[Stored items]
Segment Open

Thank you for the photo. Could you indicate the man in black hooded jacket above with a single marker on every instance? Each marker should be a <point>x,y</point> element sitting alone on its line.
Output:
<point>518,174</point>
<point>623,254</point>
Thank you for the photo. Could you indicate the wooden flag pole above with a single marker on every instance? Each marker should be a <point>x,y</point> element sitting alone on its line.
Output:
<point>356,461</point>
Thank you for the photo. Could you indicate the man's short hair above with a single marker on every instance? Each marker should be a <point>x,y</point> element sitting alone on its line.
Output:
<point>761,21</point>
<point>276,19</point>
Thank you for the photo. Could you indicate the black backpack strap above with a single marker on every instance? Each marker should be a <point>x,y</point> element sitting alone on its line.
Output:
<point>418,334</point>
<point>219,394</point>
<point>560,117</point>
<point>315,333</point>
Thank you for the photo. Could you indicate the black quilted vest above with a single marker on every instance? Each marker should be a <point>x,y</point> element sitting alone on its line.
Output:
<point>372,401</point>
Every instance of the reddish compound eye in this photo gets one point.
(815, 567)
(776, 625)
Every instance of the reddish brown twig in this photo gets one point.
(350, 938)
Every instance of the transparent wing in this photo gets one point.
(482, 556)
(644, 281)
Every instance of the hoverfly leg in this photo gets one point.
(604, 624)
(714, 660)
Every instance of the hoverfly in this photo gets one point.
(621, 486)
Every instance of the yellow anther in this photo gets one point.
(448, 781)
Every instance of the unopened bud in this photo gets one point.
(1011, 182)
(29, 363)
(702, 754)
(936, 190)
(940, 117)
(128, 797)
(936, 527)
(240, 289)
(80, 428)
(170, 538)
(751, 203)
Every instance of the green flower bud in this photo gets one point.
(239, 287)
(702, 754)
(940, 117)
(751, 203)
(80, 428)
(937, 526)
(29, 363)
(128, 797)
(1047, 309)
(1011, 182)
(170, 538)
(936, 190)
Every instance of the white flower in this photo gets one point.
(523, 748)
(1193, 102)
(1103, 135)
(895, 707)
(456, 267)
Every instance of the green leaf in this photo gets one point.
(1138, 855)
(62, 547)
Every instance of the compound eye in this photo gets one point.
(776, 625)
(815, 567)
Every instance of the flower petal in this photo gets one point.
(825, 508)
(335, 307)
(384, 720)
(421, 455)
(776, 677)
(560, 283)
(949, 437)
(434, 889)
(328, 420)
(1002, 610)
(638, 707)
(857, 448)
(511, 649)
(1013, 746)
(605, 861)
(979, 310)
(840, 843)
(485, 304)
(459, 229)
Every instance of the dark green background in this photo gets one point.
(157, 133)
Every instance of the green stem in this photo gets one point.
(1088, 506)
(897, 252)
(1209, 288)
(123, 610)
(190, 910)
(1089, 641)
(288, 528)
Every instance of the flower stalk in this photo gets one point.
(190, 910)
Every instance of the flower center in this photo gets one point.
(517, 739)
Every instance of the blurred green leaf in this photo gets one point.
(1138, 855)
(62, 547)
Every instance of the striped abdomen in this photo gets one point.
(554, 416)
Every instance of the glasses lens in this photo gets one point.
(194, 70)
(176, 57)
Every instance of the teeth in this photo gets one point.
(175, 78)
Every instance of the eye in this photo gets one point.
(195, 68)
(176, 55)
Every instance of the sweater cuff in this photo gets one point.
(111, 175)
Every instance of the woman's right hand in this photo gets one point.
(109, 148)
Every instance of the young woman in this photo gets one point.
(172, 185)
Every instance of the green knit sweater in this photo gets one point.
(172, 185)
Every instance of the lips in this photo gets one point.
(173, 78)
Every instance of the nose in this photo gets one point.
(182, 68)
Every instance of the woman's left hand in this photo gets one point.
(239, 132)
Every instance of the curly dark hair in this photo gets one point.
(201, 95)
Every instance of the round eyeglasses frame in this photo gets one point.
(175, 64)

Segment Closed

● **Problem details**
Return the data above in full. Keep every line exactly as it is.

● **Answer box**
Thank you for the photo. Could you indicate the man in black hooded jacket above with a single marker on every instance? Each marker should be a <point>x,y</point> element sitting alone on its line.
Output:
<point>518,174</point>
<point>623,254</point>
Thank you for the photo. Could you indicate the wooden flag pole above with a single marker on every instance? Each marker should be a <point>x,y</point> element sitting alone on its line.
Output:
<point>356,461</point>
Thank you for the photo. Could you indicate the man's short hair above with a single marker on every instance? Each marker should be a <point>x,y</point> element sitting alone on its line.
Output:
<point>761,21</point>
<point>276,19</point>
Thank you for the photo. Could you indicate the black backpack strap above with a single marker on every instance? Each marker should be a <point>x,y</point> element sitting alone on its line.
Output:
<point>418,334</point>
<point>219,394</point>
<point>560,117</point>
<point>315,333</point>
Thank you for the photo. Could you indicate the black quilted vest above with a single marker on every instance? Each marker should be a <point>x,y</point> element sitting alone on its line.
Output:
<point>372,401</point>
Every instance of the reddish compound eye in this photo gets one point.
(815, 567)
(776, 625)
Every instance of the reddish brown twig in this photo gets one point.
(350, 938)
Every instance of the transparent wing in this photo gets one point.
(482, 556)
(644, 281)
Every instance of the hoverfly leg in this photo gets one point.
(604, 624)
(714, 660)
Every instance of the hoverfly in this photo gets one point.
(621, 486)
Every instance of the yellow anther in this photo gets one point.
(448, 781)
Every instance of the unopened bud in this photo gets one point.
(1011, 182)
(29, 363)
(702, 754)
(936, 190)
(940, 117)
(128, 797)
(936, 527)
(240, 289)
(80, 428)
(170, 538)
(751, 203)
Every instance of the green flower bud in this photo gets one point.
(239, 287)
(702, 754)
(940, 117)
(751, 203)
(80, 428)
(937, 526)
(29, 363)
(128, 797)
(1047, 309)
(1011, 182)
(170, 538)
(936, 190)
Every instance of the white flower in this photo gets one point.
(523, 748)
(1193, 102)
(1103, 135)
(895, 707)
(456, 267)
Every instance of the green leaf in this photo gets one point.
(1138, 855)
(62, 547)
Every instance of the compound eye in this photo gets one point.
(776, 625)
(815, 567)
Every instance of the flower petal in this photo gets one point.
(825, 508)
(335, 307)
(384, 720)
(421, 455)
(776, 677)
(560, 283)
(949, 437)
(434, 889)
(328, 420)
(1002, 610)
(638, 707)
(857, 448)
(511, 649)
(1013, 746)
(605, 861)
(979, 310)
(840, 843)
(485, 304)
(459, 229)
Every instance of the dark green background in this photo gets one point.
(157, 133)
Every instance of the green stem in this photo gets one point.
(1088, 506)
(897, 252)
(1209, 288)
(123, 610)
(190, 910)
(1089, 641)
(288, 528)
Every instance of the flower stalk in this photo gets one point.
(190, 910)
Every instance of the flower center in this photo gets one point.
(517, 739)
Every instance of the blurred green leaf in this photo gets one point.
(1138, 855)
(62, 547)
Every instance of the striped abdomen in this photo gets one point.
(554, 416)
Every instance of the glasses lens in this photo gets one point.
(194, 70)
(176, 57)
Every instance of the teeth in this photo gets one point.
(175, 78)
Every instance of the eye in this photo gets one point.
(195, 68)
(176, 55)
Every instance of the sweater cuff in this photo gets one point.
(111, 175)
Every instance of the woman's right hand in this photo gets one point.
(109, 148)
Every instance of the young woman in this photo gets one point.
(172, 185)
Every instance of the green knit sweater in this photo gets one point.
(172, 185)
Every instance of the lips in this photo gets one point.
(173, 78)
Every instance of the nose in this photo gets one point.
(182, 68)
Every instance of the woman's left hand in this photo gets one point.
(239, 132)
Every instance of the curly dark hair in this photo gets one point.
(201, 95)
Every instance of the round eyeglasses frame in this photo gets one point.
(175, 64)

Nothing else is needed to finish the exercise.